_Segmento del documento_.
((

24.4.21

GIORNATA DELLA TERRA E DEA MADRE

 GIORNATA DELLA TERRA E DEA MADRE


In occasione della giornata della terra svoltasi ieri, vorrei parlarvi della Dea Madre ed in particolare della Dea Madre Sarda in epoca nuragica e prenuragica. Molte statuine che la rappresentano sono state trovate in grotte o ripiani come ad esempio  nel Santuario di Monte Accodi. Si pensa che non si possa escludere una loro destinazione funeraria, nel senso che potrebbero appartenere a tombe poste ai margini di un centro abitato. Ne consegue che anche in Sardegna , in sintonia con quanto avviene anche in Europa e nel vicino medio oriente, il culto della Dea Madre ha una tradizione antichissima che affonda le sue origini fin dal paleolitico. La Dea Madre rappresentava una divinità primordiale, genitrice e nutrice, detentrice del segreto della vita degli esseri umani, animali e piante.Nella cultuta preistorica la capacità di dare vita ad un singolo essere umano, sembra dipendere solo dalla donna, in quanto in grado di partorire. La Dea Madre poteva inoltre  alleviare l'evento traumatico della morte ed assicurarne la vita dopo la stessa in una riebolazione ciclica dalla nascita alla rinascita nell'aldilà. I defunti venivano deposti in una posizione ranicchiata, con accanto il corredo ed una statuina che simboleggiava la Dea Madre.La più grande Dea Madre Sarda è quella di Turriga che viene considerata la più bella effige del mediterraneo, fu scoperta da un contadino,  dissoterrando la terra con l'aratro. Questo esemplare risulta essere il più grande e meglio conservato tra tutti quelli ritrovati in Sardegna sino ad oggi, si presenta come una figura femminile in marmo alta 45 cm e larga 18 cm, stilizzata e dai grossi seni, prodotta probabilmente intorno al IV secolo  a.C.; Essa è conservata nel Museo Archeologico Nazionale di Cagliari.

))

_Materiale fornito_.

((

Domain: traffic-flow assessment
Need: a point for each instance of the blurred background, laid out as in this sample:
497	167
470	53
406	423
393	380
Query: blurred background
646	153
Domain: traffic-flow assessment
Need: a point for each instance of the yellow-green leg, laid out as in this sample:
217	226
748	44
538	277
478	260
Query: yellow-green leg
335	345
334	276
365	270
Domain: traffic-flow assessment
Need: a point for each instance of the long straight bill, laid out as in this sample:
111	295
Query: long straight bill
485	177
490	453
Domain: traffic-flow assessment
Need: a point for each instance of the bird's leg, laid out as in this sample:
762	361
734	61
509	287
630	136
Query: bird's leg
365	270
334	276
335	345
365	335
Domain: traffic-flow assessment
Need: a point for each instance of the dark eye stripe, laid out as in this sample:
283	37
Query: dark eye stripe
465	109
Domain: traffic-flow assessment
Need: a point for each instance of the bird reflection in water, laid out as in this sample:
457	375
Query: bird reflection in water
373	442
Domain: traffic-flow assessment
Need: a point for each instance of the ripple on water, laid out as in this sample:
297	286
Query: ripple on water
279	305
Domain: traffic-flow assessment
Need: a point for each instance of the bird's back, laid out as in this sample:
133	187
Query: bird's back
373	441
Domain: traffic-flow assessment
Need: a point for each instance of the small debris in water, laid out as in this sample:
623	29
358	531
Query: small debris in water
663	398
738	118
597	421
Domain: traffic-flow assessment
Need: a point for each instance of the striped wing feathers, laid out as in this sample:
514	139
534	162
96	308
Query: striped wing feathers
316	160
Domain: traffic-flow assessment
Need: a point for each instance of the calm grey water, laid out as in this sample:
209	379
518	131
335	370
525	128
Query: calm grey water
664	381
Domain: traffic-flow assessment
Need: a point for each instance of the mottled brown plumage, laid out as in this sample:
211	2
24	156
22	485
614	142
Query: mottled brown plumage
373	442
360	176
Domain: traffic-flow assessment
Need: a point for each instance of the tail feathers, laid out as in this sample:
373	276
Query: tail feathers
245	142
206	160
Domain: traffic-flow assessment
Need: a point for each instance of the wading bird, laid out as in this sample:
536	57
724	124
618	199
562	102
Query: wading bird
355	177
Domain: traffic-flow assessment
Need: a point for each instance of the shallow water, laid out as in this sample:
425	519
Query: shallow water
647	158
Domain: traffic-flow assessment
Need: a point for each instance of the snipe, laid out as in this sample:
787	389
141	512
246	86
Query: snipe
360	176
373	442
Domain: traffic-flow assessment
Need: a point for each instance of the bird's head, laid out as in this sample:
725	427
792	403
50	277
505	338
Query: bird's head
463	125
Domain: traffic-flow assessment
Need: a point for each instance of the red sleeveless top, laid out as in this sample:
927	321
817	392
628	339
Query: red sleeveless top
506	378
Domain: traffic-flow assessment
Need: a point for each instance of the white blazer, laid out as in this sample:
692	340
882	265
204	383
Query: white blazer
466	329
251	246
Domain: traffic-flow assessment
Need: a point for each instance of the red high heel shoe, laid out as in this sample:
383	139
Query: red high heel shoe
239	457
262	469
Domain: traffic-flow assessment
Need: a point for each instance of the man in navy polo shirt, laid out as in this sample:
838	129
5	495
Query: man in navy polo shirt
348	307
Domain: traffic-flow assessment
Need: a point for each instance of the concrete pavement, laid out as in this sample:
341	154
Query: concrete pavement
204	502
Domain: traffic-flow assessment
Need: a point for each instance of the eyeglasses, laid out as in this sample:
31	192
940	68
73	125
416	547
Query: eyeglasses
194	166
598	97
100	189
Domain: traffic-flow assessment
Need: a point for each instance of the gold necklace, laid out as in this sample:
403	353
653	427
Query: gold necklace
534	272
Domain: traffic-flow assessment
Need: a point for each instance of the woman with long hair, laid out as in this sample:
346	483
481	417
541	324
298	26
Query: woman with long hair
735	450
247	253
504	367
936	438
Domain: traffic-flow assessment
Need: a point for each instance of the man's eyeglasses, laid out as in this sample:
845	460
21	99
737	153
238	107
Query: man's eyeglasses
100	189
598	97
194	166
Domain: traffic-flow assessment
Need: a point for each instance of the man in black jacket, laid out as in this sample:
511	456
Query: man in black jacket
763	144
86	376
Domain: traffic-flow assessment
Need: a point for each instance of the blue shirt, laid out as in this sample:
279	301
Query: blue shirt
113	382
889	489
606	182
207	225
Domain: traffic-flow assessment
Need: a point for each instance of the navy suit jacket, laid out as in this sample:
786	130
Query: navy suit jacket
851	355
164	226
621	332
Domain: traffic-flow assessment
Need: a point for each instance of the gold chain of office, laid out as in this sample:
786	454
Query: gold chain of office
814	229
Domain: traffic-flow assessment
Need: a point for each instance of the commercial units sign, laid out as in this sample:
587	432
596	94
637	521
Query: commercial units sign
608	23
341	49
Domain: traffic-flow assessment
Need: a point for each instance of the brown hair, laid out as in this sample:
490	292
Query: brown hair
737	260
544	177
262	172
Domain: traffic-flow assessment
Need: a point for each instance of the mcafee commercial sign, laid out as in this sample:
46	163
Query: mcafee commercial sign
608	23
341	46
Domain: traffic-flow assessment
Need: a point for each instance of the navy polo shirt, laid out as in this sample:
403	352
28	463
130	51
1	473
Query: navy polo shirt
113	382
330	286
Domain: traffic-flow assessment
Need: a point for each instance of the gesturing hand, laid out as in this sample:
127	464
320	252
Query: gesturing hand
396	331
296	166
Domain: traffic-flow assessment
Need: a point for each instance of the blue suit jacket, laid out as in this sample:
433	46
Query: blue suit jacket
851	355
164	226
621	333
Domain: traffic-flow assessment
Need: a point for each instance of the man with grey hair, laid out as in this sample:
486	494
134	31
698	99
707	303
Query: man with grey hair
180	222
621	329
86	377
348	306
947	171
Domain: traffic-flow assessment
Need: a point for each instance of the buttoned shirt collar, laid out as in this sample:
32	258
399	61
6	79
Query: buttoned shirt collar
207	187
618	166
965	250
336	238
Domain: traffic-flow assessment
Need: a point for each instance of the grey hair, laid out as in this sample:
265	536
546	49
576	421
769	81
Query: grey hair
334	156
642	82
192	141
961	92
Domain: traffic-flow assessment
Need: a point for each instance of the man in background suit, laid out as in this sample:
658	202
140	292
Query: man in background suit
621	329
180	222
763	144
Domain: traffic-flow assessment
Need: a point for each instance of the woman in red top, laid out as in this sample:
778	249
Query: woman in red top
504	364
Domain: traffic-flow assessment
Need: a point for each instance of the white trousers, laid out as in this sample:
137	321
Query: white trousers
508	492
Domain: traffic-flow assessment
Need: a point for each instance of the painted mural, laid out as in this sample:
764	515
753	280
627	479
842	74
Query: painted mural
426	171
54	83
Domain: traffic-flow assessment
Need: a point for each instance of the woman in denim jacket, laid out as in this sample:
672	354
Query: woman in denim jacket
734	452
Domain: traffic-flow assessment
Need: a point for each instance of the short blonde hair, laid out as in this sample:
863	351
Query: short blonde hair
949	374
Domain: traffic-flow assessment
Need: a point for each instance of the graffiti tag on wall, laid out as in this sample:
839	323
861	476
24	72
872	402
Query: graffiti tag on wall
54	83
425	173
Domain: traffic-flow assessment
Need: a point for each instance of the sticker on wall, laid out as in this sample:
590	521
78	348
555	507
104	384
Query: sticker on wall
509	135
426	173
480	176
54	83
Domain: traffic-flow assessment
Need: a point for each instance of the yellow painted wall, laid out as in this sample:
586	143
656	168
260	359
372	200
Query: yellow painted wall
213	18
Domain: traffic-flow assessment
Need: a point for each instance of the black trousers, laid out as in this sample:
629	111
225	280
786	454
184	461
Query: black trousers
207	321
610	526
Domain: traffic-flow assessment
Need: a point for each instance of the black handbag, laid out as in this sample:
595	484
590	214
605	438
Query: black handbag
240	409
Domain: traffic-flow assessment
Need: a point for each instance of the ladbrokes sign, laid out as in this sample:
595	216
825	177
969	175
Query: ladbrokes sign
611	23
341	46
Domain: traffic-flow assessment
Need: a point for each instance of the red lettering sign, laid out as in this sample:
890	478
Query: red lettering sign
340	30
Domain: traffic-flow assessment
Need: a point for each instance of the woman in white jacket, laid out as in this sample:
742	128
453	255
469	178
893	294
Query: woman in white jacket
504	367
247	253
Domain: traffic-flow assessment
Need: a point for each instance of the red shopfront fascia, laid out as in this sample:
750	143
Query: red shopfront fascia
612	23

))

_Da fare_. Riscrivi per intero, senza cambiare nulla, il segmento del documento sulla Giornata della Terra e la Dea Madre.

_Risposta corretta_.
24.4.21

GIORNATA DELLA TERRA E DEA MADRE

 GIORNATA DELLA TERRA E DEA MADRE


In occasione della giornata della terra svoltasi ieri, vorrei parlarvi della Dea Madre ed in particolare della Dea Madre Sarda in epoca nuragica e prenuragica. Molte statuine che la rappresentano sono state trovate in grotte o ripiani come ad esempio  nel Santuario di Monte Accodi. Si pensa che non si possa escludere una loro destinazione funeraria, nel senso che potrebbero appartenere a tombe poste ai margini di un centro abitato. Ne consegue che anche in Sardegna , in sintonia con quanto avviene anche in Europa e nel vicino medio oriente, il culto della Dea Madre ha una tradizione antichissima che affonda le sue origini fin dal paleolitico. La Dea Madre rappresentava una divinità primordiale, genitrice e nutrice, detentrice del segreto della vita degli esseri umani, animali e piante.Nella cultuta preistorica la capacità di dare vita ad un singolo essere umano, sembra dipendere solo dalla donna, in quanto in grado di partorire. La Dea Madre poteva inoltre  alleviare l'evento traumatico della morte ed assicurarne la vita dopo la stessa in una riebolazione ciclica dalla nascita alla rinascita nell'aldilà. I defunti venivano deposti in una posizione ranicchiata, con accanto il corredo ed una statuina che simboleggiava la Dea Madre.La più grande Dea Madre Sarda è quella di Turriga che viene considerata la più bella effige del mediterraneo, fu scoperta da un contadino,  dissoterrando la terra con l'aratro. Questo esemplare risulta essere il più grande e meglio conservato tra tutti quelli ritrovati in Sardegna sino ad oggi, si presenta come una figura femminile in marmo alta 45 cm e larga 18 cm, stilizzata e dai grossi seni, prodotta probabilmente intorno al IV secolo  a.C.; Essa è conservata nel Museo Archeologico Nazionale di Cagliari.